[begin MATERIAL PROVIDED]

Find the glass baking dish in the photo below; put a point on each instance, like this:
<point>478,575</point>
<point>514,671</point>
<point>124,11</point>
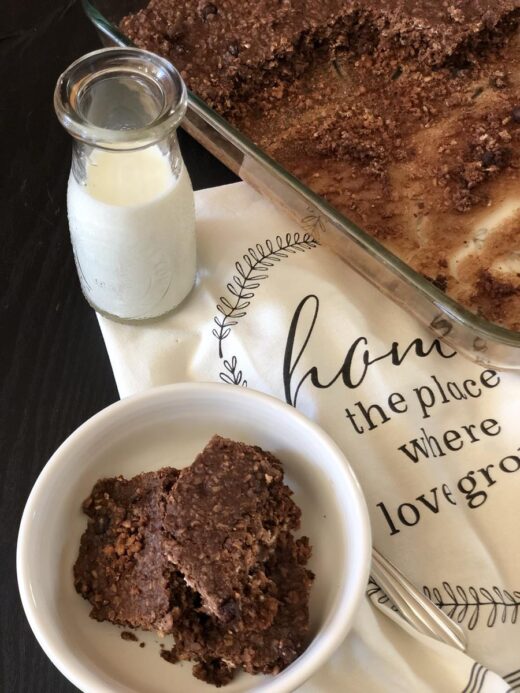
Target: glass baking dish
<point>479,339</point>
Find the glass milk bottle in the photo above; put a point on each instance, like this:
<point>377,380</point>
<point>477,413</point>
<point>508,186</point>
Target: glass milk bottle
<point>130,201</point>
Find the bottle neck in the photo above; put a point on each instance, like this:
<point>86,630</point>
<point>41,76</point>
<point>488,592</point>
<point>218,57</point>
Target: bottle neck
<point>86,156</point>
<point>121,99</point>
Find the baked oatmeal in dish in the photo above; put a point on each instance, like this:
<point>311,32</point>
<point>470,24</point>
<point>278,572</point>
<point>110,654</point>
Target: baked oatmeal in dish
<point>205,555</point>
<point>403,114</point>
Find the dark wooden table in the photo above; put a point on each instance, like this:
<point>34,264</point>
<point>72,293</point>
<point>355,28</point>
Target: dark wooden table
<point>56,371</point>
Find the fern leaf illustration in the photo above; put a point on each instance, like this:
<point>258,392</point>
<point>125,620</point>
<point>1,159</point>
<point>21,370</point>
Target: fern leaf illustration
<point>467,604</point>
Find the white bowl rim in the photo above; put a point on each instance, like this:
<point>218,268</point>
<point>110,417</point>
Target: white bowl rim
<point>340,623</point>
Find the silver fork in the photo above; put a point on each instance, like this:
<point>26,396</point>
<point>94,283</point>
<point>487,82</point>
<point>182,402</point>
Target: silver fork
<point>417,609</point>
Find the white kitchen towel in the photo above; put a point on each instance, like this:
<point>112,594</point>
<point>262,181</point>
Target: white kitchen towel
<point>433,438</point>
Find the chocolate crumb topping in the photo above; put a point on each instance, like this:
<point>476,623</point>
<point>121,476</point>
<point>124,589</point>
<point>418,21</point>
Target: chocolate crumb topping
<point>403,115</point>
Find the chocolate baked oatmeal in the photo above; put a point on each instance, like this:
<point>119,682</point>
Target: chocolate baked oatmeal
<point>404,115</point>
<point>122,568</point>
<point>205,555</point>
<point>217,649</point>
<point>224,518</point>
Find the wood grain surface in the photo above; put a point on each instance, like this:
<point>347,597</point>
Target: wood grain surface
<point>55,370</point>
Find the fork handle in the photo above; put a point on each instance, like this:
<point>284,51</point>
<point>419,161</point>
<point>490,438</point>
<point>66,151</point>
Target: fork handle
<point>417,609</point>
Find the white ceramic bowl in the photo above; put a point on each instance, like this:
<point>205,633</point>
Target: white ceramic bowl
<point>168,426</point>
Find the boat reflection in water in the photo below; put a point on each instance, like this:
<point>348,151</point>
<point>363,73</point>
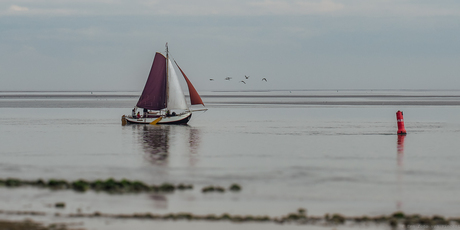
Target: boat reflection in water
<point>170,144</point>
<point>400,169</point>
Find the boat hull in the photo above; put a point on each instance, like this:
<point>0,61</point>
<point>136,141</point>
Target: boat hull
<point>181,119</point>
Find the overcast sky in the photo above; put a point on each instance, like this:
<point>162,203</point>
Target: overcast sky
<point>310,44</point>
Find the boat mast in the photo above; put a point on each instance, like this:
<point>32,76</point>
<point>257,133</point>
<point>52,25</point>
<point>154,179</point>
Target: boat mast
<point>167,75</point>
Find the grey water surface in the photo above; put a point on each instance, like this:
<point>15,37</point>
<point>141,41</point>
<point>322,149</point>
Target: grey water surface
<point>325,151</point>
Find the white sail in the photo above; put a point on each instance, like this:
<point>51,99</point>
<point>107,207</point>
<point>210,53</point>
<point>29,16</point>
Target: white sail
<point>176,98</point>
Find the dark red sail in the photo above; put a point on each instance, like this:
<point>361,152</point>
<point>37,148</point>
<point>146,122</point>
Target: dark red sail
<point>195,98</point>
<point>154,95</point>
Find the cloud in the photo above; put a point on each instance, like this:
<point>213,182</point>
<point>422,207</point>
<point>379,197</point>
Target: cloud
<point>280,7</point>
<point>16,8</point>
<point>379,8</point>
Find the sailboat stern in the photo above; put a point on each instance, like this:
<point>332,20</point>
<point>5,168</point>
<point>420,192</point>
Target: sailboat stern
<point>180,119</point>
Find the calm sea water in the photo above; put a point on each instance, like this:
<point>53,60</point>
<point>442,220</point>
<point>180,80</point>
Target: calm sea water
<point>325,151</point>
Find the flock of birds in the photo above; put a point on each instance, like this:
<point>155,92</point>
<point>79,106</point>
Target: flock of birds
<point>245,76</point>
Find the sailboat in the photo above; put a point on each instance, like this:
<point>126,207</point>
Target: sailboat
<point>162,101</point>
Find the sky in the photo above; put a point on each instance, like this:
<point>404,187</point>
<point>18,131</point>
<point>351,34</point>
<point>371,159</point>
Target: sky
<point>108,45</point>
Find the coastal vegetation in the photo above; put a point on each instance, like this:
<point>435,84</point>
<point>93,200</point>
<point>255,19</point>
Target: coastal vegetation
<point>110,185</point>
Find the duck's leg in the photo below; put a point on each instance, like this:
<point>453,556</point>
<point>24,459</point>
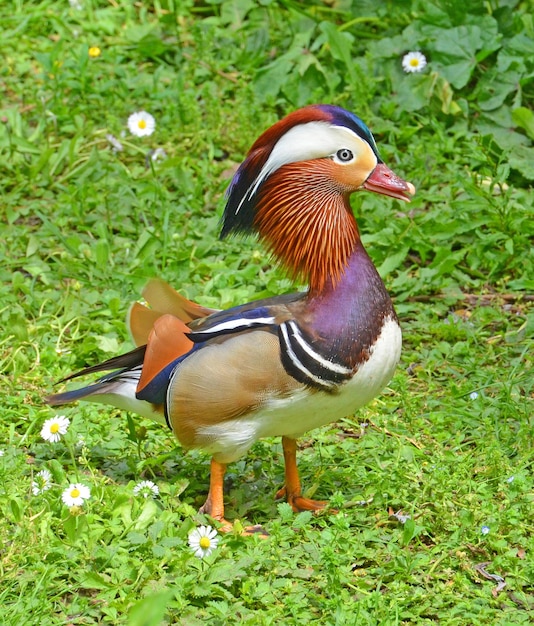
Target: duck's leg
<point>214,505</point>
<point>291,490</point>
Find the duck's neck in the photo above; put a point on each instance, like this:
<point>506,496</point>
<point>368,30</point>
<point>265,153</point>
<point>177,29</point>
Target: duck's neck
<point>347,316</point>
<point>308,225</point>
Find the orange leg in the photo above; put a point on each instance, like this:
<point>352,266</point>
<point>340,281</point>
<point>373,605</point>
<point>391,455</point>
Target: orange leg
<point>292,491</point>
<point>214,505</point>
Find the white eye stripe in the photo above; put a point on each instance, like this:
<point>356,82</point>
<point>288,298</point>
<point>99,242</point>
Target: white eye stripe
<point>313,140</point>
<point>343,156</point>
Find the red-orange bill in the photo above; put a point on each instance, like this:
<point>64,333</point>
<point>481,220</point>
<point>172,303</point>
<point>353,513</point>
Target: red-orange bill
<point>385,181</point>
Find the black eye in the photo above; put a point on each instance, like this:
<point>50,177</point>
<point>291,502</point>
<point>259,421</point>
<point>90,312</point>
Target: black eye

[end MATERIAL PROVIDED]

_TASK TO COMPLETE_
Copy the entire listing above word for word, from its first line to its last, and omit the pictures.

_TASK RESPONSE_
Find the glass baking dish in the photo below; put a point on each instance, like this:
<point>478,575</point>
<point>514,671</point>
<point>124,11</point>
Target: glass baking dish
<point>479,339</point>
Find the glass milk bottle in the photo above; put a point on each instance, like this:
<point>377,380</point>
<point>477,413</point>
<point>508,186</point>
Target: glass milk bottle
<point>130,201</point>
Find the bottle neck in the photo above; put a point on each instance, like this:
<point>86,630</point>
<point>41,76</point>
<point>488,592</point>
<point>218,57</point>
Target: bottle neck
<point>86,156</point>
<point>121,99</point>
Find the baked oatmeal in dish in the photo above; put a point on each instance, like this:
<point>311,32</point>
<point>470,24</point>
<point>278,572</point>
<point>110,654</point>
Target: baked oatmeal in dish
<point>205,555</point>
<point>403,114</point>
Find the dark wooden table in the photo above; put a point on each instance, like this:
<point>34,264</point>
<point>72,293</point>
<point>355,28</point>
Target: dark wooden table
<point>56,371</point>
Find the fern leaf illustration in the photo above; put a point on each instance, like this:
<point>258,392</point>
<point>125,620</point>
<point>1,159</point>
<point>21,370</point>
Target: fern leaf illustration
<point>467,604</point>
Find the white bowl rim in the photo above; put a point on each instance, like this:
<point>218,268</point>
<point>110,417</point>
Target: white bowl rim
<point>340,623</point>
Find the silver fork in the photo above; put a point on each instance, like this:
<point>26,396</point>
<point>94,283</point>
<point>487,82</point>
<point>182,402</point>
Target: silver fork
<point>417,609</point>
Find the white kitchen towel in the photo above; put a point on each instance, like this:
<point>112,594</point>
<point>262,181</point>
Target: white kitchen towel
<point>433,438</point>
Find the chocolate crumb topping in the photo above; put a point on each instance, like this:
<point>476,623</point>
<point>121,476</point>
<point>124,589</point>
<point>418,21</point>
Target: chocolate crumb topping
<point>403,115</point>
Find the chocolate baked oatmeal in the photo above; put a point on each instance, like this:
<point>119,682</point>
Target: chocolate baked oatmeal
<point>404,115</point>
<point>122,568</point>
<point>205,555</point>
<point>217,649</point>
<point>224,518</point>
Find the wood grain surface in the photo above; put a point on each instance, like this:
<point>347,597</point>
Target: wood grain surface
<point>55,370</point>
Find the fork handle in the photo above; put a point on each instance, like this:
<point>284,51</point>
<point>419,161</point>
<point>490,438</point>
<point>66,151</point>
Target: fork handle
<point>417,609</point>
Find the white ceramic bowl in the photo above; put a point on each instance, like this:
<point>205,633</point>
Target: white ceramic bowl
<point>168,426</point>
Find the boat reflection in water in the photo below; put a point on each instance, like this:
<point>348,151</point>
<point>363,73</point>
Target: boat reflection in water
<point>170,144</point>
<point>400,169</point>
Find the boat hull in the photo above; put a point on each instance, like this:
<point>0,61</point>
<point>136,141</point>
Target: boat hull
<point>181,119</point>
Find the overcast sky in the photo above; put a point on each instance, like this:
<point>162,203</point>
Target: overcast sky
<point>310,44</point>
Find the boat mast in the photo above; put a point on each instance, like this:
<point>32,76</point>
<point>257,133</point>
<point>52,25</point>
<point>154,179</point>
Target: boat mast
<point>167,75</point>
Find the grey water surface in the photo above; put a point on each instance, like this:
<point>15,37</point>
<point>141,41</point>
<point>322,149</point>
Target: grey water surface
<point>325,151</point>
Find the white sail in the photo above; put a point on each instance, like this:
<point>51,99</point>
<point>107,207</point>
<point>210,53</point>
<point>29,16</point>
Target: white sail
<point>176,98</point>
Find the dark red sail in the photo above; put a point on each instance, like this:
<point>361,152</point>
<point>37,148</point>
<point>146,122</point>
Target: dark red sail
<point>195,98</point>
<point>154,95</point>
Find the cloud in the photo above; put a point on each instance, like this:
<point>213,182</point>
<point>422,207</point>
<point>379,197</point>
Target: cloud
<point>280,7</point>
<point>16,8</point>
<point>379,8</point>
Find the sailboat stern in the photo above; put a point on each instance, like this:
<point>332,20</point>
<point>5,168</point>
<point>420,192</point>
Target: sailboat stern
<point>180,119</point>
Find the calm sea water in the photo above; put a point on each instance, like this:
<point>53,60</point>
<point>442,220</point>
<point>180,80</point>
Target: calm sea water
<point>325,151</point>
Find the flock of birds in the photo above; put a point on each instance, like this:
<point>155,92</point>
<point>79,106</point>
Target: flock of birds
<point>245,76</point>
Find the sailboat in the photo above; put a point on each instance, like this:
<point>126,207</point>
Target: sailboat
<point>162,101</point>
Find the sky in the photo above; put a point on each instance, like this:
<point>404,187</point>
<point>18,131</point>
<point>351,34</point>
<point>371,159</point>
Target: sky
<point>108,45</point>
Find the coastal vegetation in the photo above; put a point on each instance, like this:
<point>435,84</point>
<point>93,200</point>
<point>255,19</point>
Target: coastal vegetation
<point>110,185</point>
Find the duck's leg in the photo below; put a point on each instance, like this:
<point>453,556</point>
<point>24,459</point>
Target: duck's leg
<point>214,505</point>
<point>291,490</point>
Find the duck's neck in the photo above; put a point on each instance, like this:
<point>506,496</point>
<point>368,30</point>
<point>265,153</point>
<point>177,29</point>
Target: duck's neck
<point>347,316</point>
<point>308,225</point>
Find the orange leg in the photo above; put a point on each instance, like this:
<point>352,266</point>
<point>340,281</point>
<point>373,605</point>
<point>391,455</point>
Target: orange leg
<point>292,491</point>
<point>214,505</point>
Find the white eye stripe in the photo above; put a point on each instance, like this:
<point>356,82</point>
<point>288,298</point>
<point>99,242</point>
Target: white eye stripe
<point>313,140</point>
<point>343,156</point>
Find the red-orange bill in the photo above; put a point on each instance, like this:
<point>64,333</point>
<point>481,220</point>
<point>172,303</point>
<point>353,513</point>
Target: red-orange bill
<point>385,181</point>
Find the black eye in the photo above; put a point on each instance, like this:
<point>50,177</point>
<point>291,502</point>
<point>259,421</point>
<point>90,312</point>
Target: black eye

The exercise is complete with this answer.